## DOCUMENT PASSAGE
* Begin *

When a member of an online community announces they are leaving, usually after a protracted disagreement with other members of the community.
“I’m gone. You all enjoy your little discussions.”
This definition really needs to be expanded to include the serial flounce or the flounce yo-yo, those that rejoin communities after a melodramatic exit, usually with much pomp and grandiosity, only to leave again ad nauseam. And with guilt laid on with a trowel.
At the core of this dumbness is a basic reality – some folks should just leave the internet alone, for all our sakes, but especially their own. The old maxim is as valid is ever – if you can’t stand the heat, stay out of the kitchen. To venture into any online community with the assumption that you will never receive criticism, and even occasional abuse, is beyond simply naive – it is fragile Pollyannaism. Especially when you spend significant amounts of time criticising others whilst perched precariously on a self-constructed moral high ground. It courts psychological disaster.
These serial flouncers should, in ideal circumstances, be little more than comedy relief or a sideshow distraction. People to poke fun at, fish to dangle baited hooks before and watch the reactions. And in an old, pre-web and pre-unwashed masses internet, they were. There was little pity for amateur dramatics and self-pitying onanism. It was dealt with ruthlessly and the world was a better place.

* End *

## TASK BRIEF
According to the passage about flouncing, what should the definition be expanded to include? The data after this text has no connection to it.

## DATASET SECTION

* Begin *

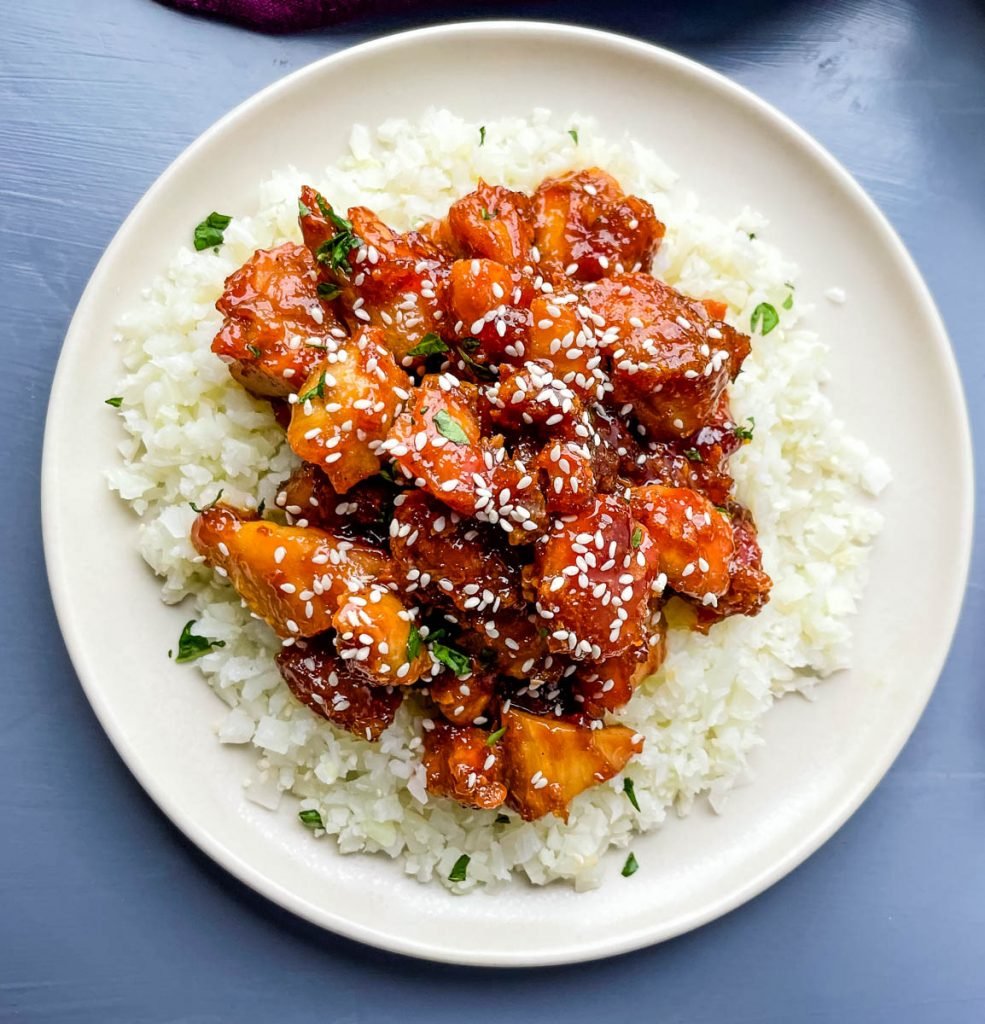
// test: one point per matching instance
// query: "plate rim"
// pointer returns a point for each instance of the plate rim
(226, 856)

* End *

## FULL SOLUTION
The serial flounce or flounce yo-yo: those who rejoin communities after a melodramatic exit, only to leave again.